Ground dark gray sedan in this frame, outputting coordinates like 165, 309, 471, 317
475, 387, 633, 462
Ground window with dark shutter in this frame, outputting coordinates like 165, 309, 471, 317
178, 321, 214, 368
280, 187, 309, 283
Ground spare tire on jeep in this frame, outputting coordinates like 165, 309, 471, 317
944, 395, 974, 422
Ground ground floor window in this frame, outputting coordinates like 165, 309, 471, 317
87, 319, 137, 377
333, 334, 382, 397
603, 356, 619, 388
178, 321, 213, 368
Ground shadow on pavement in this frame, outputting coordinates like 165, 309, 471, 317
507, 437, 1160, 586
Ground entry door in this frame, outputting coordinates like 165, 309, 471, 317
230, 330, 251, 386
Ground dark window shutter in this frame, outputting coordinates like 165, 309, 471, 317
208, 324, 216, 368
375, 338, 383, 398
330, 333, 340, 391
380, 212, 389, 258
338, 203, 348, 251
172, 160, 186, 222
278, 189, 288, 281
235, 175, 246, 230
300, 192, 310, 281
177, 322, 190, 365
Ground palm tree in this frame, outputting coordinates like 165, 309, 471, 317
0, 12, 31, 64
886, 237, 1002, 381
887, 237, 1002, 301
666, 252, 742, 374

Your objective: Type out exactly the span of lines from the one with "Ground ground floor" to the end of the material above, counting both end lines, and nothing else.

Your response:
Ground ground floor window in this frame, outputting coordinates like 165, 309, 471, 317
87, 319, 137, 377
333, 334, 382, 397
603, 356, 619, 388
178, 321, 213, 368
Ground shadow on pavement in this frame, outputting coordinates like 165, 309, 471, 317
507, 437, 1160, 586
Ground entry door in this frame, outputting coordinates like 165, 309, 471, 317
230, 330, 251, 386
Ground dark window shutter in this frame, outputting coordinates like 165, 309, 471, 317
208, 324, 216, 368
375, 338, 383, 398
330, 333, 340, 391
380, 212, 389, 258
338, 203, 348, 251
172, 160, 186, 222
278, 189, 288, 281
235, 175, 246, 230
300, 192, 310, 281
177, 322, 190, 365
Ground palm tree in this frame, outputting coordinates like 165, 309, 471, 317
0, 12, 31, 64
886, 237, 1002, 381
887, 237, 1002, 301
666, 252, 742, 374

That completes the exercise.